━━━━━ READING TEXT ━━━━━

The song's lyrics read:

It's time to accept our

responsibility

Freedom is a privilege nobody rides for free

Look around the world baby it cannot be denied

Somebody tell me why are we always on the wrong side,

Ain't gonna play Sun City.

Our government tells us we're doing all we can

Constructive Engagement is Ronald Reagan's plan

Meanwhile people are dying and giving up hope

Well this quiet diplomacy ain't nothing but a joke

We're gonna say

Ain't gonna play Sun City.


The Sun City recording and the solidarity it manifested helped tear down the wall of silence around apartheid for a generation of young people. Horror was exposed, and many artists, musicians and athletes refused to set foot on South Africa until it was free.

Today, a new U.S. administration wants to ``constructively engage'' another tyranny, the one that oppresses Cuba. A singer known as Juanes says his upcoming concert in the Castros' private fiefdom will not be political, despite his plan to sing alongside despised dictatorship spokesmen such as Silvio Rodríguez. Juanes also says he hopes the concert will ``lessen the tension between Cuba (meaning the totalitarian regime which oppresses Cuba), the exile community, and the United States.'' To confuse Cuba with the oppressors of the Cuban people is an inherently political act.

━━━━━ MATERIAL PROVIDED ━━━━━

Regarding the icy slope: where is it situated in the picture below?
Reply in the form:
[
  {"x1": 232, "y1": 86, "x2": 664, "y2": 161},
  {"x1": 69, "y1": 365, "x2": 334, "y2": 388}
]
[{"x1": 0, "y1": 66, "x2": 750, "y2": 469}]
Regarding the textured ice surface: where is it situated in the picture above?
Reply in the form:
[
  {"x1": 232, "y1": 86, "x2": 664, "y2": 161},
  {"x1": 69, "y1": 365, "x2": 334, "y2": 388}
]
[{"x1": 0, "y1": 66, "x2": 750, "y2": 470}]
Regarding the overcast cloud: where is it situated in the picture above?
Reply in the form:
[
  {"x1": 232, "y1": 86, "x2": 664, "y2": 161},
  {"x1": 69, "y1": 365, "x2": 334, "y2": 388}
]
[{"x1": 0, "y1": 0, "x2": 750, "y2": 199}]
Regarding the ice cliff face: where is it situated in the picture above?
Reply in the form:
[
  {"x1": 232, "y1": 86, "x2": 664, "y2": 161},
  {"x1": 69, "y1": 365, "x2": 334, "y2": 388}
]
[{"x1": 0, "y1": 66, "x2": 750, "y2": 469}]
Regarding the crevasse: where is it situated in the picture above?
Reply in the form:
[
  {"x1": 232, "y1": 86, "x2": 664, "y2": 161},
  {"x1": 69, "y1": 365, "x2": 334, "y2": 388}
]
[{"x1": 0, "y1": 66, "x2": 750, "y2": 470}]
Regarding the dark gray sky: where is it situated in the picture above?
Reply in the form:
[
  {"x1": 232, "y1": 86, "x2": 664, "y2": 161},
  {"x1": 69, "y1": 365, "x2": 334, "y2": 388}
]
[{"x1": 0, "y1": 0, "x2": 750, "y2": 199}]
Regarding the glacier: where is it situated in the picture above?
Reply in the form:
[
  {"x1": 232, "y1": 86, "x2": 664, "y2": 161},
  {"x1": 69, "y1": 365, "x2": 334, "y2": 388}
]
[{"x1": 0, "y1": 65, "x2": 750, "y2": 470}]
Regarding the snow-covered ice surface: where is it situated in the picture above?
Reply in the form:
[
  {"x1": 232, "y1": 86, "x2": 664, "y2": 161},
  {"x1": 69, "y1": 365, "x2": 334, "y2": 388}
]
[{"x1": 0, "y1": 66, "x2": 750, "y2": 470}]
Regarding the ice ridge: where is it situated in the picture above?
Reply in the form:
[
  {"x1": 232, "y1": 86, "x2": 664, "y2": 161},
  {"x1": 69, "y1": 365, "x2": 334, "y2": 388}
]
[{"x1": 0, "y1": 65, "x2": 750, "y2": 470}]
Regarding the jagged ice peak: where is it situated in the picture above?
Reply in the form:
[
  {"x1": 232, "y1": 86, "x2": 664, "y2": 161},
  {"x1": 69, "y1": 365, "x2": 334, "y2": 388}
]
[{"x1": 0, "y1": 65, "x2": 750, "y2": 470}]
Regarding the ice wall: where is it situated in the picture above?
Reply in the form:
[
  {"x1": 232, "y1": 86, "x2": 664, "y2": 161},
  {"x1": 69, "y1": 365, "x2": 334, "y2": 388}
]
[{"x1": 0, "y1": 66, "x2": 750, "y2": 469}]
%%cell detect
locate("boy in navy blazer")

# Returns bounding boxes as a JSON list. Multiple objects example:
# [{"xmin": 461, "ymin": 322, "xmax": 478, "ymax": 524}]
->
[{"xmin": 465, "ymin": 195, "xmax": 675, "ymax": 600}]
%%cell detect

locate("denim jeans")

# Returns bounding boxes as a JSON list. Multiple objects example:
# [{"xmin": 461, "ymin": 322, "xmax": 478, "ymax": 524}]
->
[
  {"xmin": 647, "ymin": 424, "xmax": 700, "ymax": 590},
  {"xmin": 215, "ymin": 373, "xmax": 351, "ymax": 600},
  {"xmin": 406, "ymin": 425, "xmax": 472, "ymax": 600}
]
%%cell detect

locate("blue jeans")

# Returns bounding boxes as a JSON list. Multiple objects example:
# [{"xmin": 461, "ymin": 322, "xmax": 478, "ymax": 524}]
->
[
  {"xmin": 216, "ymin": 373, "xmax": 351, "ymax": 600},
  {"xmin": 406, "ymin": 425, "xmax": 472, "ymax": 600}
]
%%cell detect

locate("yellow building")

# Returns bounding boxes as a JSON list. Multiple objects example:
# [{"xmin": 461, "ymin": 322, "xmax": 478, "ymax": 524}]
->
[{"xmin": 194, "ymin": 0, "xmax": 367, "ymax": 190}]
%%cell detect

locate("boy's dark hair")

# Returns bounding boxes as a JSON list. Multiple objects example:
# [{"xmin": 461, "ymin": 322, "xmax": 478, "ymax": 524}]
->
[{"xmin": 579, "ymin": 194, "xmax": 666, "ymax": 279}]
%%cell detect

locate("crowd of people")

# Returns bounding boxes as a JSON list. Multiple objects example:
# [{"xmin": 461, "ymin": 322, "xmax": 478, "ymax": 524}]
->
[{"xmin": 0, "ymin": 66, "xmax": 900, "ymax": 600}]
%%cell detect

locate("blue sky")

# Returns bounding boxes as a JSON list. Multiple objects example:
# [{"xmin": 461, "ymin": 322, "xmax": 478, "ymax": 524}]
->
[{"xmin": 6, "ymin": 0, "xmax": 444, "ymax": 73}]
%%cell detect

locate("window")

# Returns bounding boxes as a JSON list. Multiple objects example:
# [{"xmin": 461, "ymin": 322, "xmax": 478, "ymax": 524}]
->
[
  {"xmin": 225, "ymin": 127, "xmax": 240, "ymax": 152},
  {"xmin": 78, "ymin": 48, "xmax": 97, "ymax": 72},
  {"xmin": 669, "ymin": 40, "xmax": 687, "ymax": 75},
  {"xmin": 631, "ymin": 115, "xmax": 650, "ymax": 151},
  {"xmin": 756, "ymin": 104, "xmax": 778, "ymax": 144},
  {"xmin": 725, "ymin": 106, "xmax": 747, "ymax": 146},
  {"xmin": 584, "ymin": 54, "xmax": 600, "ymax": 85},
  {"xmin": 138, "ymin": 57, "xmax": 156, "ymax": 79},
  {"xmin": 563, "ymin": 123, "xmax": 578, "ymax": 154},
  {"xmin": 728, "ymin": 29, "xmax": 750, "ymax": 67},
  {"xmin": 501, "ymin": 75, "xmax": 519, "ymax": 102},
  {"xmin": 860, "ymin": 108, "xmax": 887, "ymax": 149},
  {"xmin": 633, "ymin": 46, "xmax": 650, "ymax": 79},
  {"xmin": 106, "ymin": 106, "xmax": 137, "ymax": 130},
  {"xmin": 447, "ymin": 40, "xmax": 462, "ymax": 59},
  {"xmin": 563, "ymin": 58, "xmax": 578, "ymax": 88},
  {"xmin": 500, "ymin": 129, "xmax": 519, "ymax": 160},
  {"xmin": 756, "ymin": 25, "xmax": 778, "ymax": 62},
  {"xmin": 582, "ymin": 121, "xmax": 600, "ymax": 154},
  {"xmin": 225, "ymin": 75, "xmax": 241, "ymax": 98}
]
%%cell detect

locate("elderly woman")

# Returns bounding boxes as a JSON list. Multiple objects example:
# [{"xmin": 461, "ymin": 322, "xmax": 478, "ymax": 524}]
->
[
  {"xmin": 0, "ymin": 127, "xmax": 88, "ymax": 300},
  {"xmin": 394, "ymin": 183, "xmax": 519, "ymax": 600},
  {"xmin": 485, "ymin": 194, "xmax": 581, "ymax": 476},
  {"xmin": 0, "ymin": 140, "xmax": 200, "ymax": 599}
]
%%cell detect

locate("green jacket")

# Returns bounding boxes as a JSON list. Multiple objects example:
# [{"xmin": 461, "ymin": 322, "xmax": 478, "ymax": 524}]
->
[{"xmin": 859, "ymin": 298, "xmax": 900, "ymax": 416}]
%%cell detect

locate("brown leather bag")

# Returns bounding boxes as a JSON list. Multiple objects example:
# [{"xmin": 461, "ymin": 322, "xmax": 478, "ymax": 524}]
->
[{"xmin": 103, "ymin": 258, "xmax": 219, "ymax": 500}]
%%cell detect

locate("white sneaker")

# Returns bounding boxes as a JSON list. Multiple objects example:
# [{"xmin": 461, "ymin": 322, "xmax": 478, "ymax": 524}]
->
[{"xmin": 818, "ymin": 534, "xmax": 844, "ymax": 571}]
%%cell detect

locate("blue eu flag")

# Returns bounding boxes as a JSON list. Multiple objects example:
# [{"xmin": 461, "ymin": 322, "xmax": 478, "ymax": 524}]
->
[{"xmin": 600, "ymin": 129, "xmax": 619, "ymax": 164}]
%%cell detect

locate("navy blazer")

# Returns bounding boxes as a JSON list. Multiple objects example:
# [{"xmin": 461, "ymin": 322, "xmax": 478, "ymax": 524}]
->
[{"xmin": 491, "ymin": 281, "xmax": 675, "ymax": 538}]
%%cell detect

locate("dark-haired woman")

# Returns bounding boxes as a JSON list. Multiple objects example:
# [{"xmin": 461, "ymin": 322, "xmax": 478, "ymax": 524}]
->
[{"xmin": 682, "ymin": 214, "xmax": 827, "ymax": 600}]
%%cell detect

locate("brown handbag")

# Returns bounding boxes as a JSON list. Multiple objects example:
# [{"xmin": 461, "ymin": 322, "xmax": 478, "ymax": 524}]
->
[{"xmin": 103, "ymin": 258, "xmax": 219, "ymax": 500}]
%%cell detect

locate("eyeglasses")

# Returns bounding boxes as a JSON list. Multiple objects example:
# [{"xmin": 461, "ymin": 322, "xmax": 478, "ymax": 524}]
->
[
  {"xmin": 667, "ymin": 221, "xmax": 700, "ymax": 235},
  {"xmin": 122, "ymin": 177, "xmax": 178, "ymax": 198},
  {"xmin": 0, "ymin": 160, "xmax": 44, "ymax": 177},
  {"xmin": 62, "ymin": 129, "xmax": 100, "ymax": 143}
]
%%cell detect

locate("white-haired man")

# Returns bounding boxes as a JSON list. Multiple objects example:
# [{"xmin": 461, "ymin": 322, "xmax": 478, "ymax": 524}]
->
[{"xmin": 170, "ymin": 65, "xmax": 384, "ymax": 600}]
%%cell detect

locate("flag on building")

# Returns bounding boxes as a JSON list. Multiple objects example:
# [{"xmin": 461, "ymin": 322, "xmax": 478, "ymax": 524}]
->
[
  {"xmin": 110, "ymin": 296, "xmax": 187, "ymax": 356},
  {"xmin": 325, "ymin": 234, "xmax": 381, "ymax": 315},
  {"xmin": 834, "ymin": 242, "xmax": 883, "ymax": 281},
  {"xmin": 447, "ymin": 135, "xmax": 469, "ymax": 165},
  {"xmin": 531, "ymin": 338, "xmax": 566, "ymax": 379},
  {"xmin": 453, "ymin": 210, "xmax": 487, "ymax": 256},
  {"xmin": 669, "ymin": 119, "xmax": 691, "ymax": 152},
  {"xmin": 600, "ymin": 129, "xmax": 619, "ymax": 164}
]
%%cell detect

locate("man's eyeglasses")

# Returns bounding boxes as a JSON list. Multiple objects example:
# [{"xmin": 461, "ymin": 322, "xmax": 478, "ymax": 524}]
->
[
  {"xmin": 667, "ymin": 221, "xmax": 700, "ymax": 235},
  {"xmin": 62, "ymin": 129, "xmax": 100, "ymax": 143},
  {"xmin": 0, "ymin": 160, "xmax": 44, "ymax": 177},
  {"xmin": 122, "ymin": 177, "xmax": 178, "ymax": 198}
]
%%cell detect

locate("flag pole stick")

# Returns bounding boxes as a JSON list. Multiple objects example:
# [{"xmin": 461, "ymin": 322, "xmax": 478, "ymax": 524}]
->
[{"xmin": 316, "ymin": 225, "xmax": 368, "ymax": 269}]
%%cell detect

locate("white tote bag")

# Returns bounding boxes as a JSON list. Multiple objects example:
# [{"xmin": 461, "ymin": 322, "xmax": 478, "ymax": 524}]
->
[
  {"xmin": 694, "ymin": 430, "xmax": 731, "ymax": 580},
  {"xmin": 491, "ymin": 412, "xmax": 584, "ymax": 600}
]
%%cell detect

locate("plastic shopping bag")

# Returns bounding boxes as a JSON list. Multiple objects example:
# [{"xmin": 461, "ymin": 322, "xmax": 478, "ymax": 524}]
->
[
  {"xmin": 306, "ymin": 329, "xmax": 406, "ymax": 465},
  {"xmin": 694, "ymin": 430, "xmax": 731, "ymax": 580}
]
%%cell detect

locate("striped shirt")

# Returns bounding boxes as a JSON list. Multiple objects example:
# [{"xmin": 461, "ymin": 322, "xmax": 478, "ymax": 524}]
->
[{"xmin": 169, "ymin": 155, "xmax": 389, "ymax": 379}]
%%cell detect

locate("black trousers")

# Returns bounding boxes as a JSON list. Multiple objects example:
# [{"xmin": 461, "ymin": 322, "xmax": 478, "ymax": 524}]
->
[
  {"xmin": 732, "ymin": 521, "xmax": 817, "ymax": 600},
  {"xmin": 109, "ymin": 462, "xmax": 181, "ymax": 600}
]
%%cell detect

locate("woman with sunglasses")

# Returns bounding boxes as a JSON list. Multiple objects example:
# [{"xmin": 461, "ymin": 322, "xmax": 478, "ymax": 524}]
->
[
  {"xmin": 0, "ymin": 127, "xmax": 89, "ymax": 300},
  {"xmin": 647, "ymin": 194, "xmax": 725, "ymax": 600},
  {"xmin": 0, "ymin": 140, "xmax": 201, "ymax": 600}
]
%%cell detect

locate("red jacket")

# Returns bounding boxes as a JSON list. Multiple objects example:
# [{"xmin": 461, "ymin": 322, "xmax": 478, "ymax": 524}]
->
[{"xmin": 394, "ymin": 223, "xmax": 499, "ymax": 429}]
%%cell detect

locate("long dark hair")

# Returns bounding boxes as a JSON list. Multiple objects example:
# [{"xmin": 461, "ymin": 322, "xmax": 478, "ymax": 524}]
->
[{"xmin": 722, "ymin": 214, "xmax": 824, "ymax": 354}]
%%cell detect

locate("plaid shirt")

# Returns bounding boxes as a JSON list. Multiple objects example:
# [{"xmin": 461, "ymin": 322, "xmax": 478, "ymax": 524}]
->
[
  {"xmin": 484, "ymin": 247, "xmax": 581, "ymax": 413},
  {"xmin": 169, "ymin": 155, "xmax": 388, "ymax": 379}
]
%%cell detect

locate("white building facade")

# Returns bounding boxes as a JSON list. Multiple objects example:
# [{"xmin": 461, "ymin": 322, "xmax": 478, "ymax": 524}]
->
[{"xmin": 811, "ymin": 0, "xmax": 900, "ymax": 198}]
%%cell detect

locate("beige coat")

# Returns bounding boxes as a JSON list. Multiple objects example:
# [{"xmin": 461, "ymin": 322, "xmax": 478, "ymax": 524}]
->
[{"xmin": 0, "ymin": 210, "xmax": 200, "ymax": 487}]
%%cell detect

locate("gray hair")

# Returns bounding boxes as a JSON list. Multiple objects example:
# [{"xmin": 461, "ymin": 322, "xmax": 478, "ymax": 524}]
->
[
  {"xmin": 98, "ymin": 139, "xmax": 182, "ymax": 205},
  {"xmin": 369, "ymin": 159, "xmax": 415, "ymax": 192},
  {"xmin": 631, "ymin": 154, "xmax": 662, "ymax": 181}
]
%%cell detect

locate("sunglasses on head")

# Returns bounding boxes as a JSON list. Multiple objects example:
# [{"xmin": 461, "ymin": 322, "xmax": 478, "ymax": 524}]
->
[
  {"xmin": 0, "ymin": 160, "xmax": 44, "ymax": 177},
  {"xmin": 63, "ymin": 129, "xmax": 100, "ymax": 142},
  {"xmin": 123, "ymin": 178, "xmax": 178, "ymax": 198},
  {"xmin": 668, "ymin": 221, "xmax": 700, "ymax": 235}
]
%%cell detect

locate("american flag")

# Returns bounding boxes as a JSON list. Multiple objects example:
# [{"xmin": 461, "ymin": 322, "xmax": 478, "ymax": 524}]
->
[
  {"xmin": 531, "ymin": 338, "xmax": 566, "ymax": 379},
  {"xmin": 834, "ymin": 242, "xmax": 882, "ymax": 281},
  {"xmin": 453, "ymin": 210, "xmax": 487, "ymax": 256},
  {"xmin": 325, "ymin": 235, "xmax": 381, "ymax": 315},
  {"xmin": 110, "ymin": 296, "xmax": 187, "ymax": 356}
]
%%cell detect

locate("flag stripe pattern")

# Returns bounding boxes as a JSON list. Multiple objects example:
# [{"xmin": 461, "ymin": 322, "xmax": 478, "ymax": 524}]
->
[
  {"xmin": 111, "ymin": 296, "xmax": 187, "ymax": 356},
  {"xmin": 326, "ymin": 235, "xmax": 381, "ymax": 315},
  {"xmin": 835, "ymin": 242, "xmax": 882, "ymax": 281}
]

━━━━━

* STATED GOAL
In the text about Sun City, whom does Juanes plan to sing alongside at his concert?

* FINISHED TASK
Silvio Rodríguez.